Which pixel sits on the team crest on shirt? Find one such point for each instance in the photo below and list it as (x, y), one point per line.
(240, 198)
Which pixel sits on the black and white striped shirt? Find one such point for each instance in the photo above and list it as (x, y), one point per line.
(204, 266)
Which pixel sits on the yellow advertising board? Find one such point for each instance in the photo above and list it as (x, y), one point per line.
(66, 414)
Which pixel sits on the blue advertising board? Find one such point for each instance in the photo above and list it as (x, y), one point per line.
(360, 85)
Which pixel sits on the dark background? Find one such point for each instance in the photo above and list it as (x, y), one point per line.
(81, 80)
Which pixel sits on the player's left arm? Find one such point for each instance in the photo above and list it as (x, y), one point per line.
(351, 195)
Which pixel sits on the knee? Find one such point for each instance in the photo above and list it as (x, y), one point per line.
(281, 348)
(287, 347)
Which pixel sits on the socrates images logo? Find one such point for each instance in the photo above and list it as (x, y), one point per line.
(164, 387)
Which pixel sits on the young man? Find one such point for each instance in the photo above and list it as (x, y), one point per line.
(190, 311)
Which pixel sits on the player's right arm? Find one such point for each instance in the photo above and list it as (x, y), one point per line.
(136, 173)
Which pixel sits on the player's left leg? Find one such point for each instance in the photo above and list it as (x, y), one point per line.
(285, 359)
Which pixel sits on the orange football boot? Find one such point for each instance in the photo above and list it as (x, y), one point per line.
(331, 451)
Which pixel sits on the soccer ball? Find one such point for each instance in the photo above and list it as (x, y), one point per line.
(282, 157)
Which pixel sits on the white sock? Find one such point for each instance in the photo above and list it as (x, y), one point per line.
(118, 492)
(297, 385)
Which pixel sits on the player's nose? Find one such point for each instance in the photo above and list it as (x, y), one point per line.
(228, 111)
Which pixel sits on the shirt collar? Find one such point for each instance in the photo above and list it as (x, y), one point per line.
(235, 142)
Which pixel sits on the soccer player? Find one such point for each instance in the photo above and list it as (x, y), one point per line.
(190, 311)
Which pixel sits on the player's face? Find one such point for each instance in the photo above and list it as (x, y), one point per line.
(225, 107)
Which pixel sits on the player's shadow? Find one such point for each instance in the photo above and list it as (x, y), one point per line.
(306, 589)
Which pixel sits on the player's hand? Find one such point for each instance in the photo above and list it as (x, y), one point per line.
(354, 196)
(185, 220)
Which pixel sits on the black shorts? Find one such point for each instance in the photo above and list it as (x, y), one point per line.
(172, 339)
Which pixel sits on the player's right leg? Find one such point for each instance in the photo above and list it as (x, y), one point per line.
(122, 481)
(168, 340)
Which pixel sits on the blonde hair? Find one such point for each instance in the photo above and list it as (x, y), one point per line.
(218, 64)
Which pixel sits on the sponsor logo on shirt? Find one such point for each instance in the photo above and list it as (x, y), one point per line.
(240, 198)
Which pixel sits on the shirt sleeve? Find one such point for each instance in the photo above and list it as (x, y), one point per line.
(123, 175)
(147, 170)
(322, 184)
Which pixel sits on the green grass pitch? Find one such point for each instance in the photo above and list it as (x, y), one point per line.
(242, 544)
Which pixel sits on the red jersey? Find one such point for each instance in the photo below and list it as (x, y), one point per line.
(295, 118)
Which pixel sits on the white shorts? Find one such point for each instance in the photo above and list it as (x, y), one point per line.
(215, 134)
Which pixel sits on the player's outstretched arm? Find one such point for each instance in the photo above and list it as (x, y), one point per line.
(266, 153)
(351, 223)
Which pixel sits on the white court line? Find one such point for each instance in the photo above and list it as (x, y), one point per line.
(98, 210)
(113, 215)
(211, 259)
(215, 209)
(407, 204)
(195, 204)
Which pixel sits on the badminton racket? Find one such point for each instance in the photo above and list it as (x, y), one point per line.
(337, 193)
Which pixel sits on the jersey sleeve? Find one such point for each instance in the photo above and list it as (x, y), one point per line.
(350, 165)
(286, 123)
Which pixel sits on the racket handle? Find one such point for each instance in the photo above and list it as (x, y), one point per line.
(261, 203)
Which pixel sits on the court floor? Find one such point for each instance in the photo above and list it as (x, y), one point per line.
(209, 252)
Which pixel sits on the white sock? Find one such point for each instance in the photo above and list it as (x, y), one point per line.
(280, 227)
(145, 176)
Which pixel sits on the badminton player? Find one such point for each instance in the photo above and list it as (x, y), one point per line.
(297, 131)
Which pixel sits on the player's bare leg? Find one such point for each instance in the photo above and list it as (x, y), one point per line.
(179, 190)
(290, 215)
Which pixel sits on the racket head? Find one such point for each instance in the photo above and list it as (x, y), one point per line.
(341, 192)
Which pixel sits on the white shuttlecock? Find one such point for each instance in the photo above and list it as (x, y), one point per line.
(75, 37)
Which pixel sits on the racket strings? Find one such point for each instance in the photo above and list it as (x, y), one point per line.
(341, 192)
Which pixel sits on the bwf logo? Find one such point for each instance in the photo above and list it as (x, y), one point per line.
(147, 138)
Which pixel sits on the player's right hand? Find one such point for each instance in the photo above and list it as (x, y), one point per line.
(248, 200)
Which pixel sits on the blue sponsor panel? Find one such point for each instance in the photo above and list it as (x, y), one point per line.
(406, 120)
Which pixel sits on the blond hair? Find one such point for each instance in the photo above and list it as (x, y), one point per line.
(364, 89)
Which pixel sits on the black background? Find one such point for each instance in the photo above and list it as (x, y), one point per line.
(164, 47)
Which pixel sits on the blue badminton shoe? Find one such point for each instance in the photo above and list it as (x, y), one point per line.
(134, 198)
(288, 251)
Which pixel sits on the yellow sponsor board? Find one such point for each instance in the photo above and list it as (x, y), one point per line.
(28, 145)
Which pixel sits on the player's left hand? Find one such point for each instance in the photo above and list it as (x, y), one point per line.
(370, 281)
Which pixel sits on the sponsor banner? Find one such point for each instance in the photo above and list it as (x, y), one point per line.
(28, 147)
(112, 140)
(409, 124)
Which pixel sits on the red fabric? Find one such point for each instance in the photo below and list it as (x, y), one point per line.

# What you will do
Rewrite all the items above, swapping every "sits" for "lies" and leaving everything else unchanged.

# Solution to this problem
Which pixel lies on the team crest on shirt? Find one such point for each instance in the photo below and list it as (x, y), one point per line.
(240, 198)
Which pixel lies on the black and white striped shirt? Find one such point for each instance in the photo above and list it as (x, y), one point per line.
(204, 266)
Which pixel lies on the yellow advertising board? Find one such point for each instance in the photo above and list it as (x, y), one point per line.
(66, 414)
Which pixel lies on the blue advertising board? Find one such point for each instance in the photo above and list it as (x, y), one point per line.
(360, 85)
Which pixel lies on the dark background? Find one such point for each instance in the photo above and list it as (x, y), one point per line.
(81, 80)
Which pixel lies on the player's left arm? Find one such point for each instance in the photo above and list it as (x, y), one point per line.
(351, 195)
Which pixel lies on the knee? Find one such point for each instance in the photo above and list it as (x, y), one point per line.
(281, 348)
(287, 347)
Which pixel lies on the socrates images logo? Find one such point for each instance in the photo above and list it as (x, y), one point per line.
(164, 387)
Which pixel lies on the young man? Find one such point for each instance in the photo above and list it as (x, y), one point per line.
(190, 311)
Which pixel lies on the player's right arm? Find one such point for each instance in the photo above and list it as (x, y), one point per line.
(136, 173)
Which pixel lies on the player's left leg? Find one such point for each instance in the photo above and list it as (x, y), one point per line.
(285, 359)
Which pixel lies on the orange football boot? Find one such point for each instance in the photo above and list it as (x, y), one point per line.
(331, 451)
Which pixel lies on the soccer ball? Find one such point for each instance in the photo above and list it as (x, y), one point per line.
(282, 157)
Which pixel lies on the white sock? Find one such point for each instance in the photo above and list it as (x, y), one point per line.
(118, 492)
(297, 385)
Which pixel lies on the player's nose? Find one such point for each instance in the photo above and list it as (x, y), one point per line.
(228, 111)
Which pixel lies on the shirt collar? Find one such point for each instance in the photo above and list it as (x, y), one point per line.
(235, 142)
Which pixel lies on the soccer player? Find one such point for each instance in the photo above and list it as (x, y), one point per line.
(190, 311)
Which pixel lies on the player's face? Find one such point for each instance in the photo above and list it as (x, y), one point per line.
(225, 107)
Which pixel lies on the player's shadow? Find one such point for each instance in the photo above and list it as (x, y), one point per line.
(306, 589)
Which pixel lies on the player's hand? Find one such point for each instance in the photo above and list it as (x, y), one point per line.
(354, 196)
(185, 220)
Which pixel lies on the black shorts? Find one such point for each instance in the photo above and list it as (x, y), one point per line.
(172, 339)
Which pixel lies on the player's right leg? Find one such point for each instance in the photo above and list it as (x, y), one point per line.
(122, 481)
(168, 340)
Which pixel lies on the blonde hair? Find one such point for each instance in the photo above and list it as (x, y), one point per line.
(218, 64)
Which pixel lies on the sponsor logo on shirt? Find one such point for each instance in the photo above and list it as (x, y), one point per line.
(240, 198)
Which pixel lies on the shirt sleeve? Find one such point for each instance in the photo above and list it as (x, y), one point per line.
(123, 175)
(147, 170)
(322, 184)
Which pixel lies on the green grass pitch? Find one such point for each instance in the photo above and list it as (x, y), one point per line.
(242, 544)
Which pixel lies on the red jersey? Find one such point for each instance in the photo below and list it as (x, y), one point per line.
(295, 118)
Which pixel lies on the white shorts? Find one such point for each instance in the photo above and list it as (x, y), one point per line.
(215, 134)
Which pixel lies on the player's outstretched arm? Find one such point for each instance in the photo above and list it as (x, y), one point per line.
(266, 153)
(351, 223)
Which pixel lies on the white court line? Find one such point for each instance in the photo above and list it as (x, y), one point per line.
(98, 210)
(113, 215)
(211, 259)
(215, 209)
(407, 204)
(195, 204)
Which pixel lies on the badminton racket? Find one such point for each instance in the photo above and list it as (x, y), one point per line.
(337, 193)
Which pixel lies on the jersey sleeve? Find one such point for each instance in the photo above and list it as (x, y), one point per line.
(350, 165)
(286, 123)
Which pixel lies on the racket handle? Find one such point for each instance in the photo above and list it as (x, y), one point per line.
(261, 203)
Which pixel lies on the court floor? Find one such point for each instance in the photo above and list it as (x, y), one point per line.
(209, 252)
Which pixel lies on the white sock? Find one such point for each instance in the photo above and list it as (x, y), one point per line.
(280, 227)
(145, 176)
Which pixel lies on the badminton player? Find one such point for each instance in the photo above and list it as (x, y), one point per line.
(297, 131)
Which pixel lies on the player's bare leg? Find one such point for each instance in the photo above and list it as (x, y), one point per line.
(179, 190)
(290, 215)
Which pixel lies on the racket head? Find one such point for each instance in the photo above and list it as (x, y), one point per line.
(341, 192)
Which pixel lies on the white shuttlecock? Find one such point for each instance in the photo above and list it as (x, y), one point per line.
(75, 37)
Which pixel lies on the racket strings? Find one such point for each instance in the photo above and list it as (x, y), one point per line.
(341, 192)
Which pixel lies on the bwf logo? Find one such point for each instance in the photo above and list it as (x, y), one point per line.
(147, 138)
Which pixel lies on the player's right hand? Find one such point for each instance in the photo above and list it as (x, y), one point per line.
(248, 200)
Which pixel lies on the blue sponsor panel? Find one such point for each instance in the photo above and list it as (x, y), one point per line.
(406, 120)
Which pixel lies on the blond hair? Find one such point for each instance in the photo above and list it as (x, y), one point per line.
(364, 89)
Which pixel lies on the black background? Find one such point for each instance in the photo above and list it as (x, y), one point per line.
(164, 47)
Which pixel lies on the blue badminton shoe? Find one such point for each instance in the photo above and list it as (x, y), one point per line.
(134, 198)
(288, 251)
Which pixel lies on the yellow sponsor board? Find one such point for each instance in the photo above and list it as (x, y), one point per line.
(28, 145)
Which pixel lies on the player's left hand? Find one such point for each instance in the photo above and list it as (x, y), one point per line.
(370, 281)
Which pixel lies on the sponsor banner? Find one such point for each instance in the photo above and list it as (x, y), one point per line.
(28, 147)
(112, 140)
(409, 124)
Which pixel lies on the red fabric? Find one such point for each instance in the photo below and list it as (x, y), one point per line.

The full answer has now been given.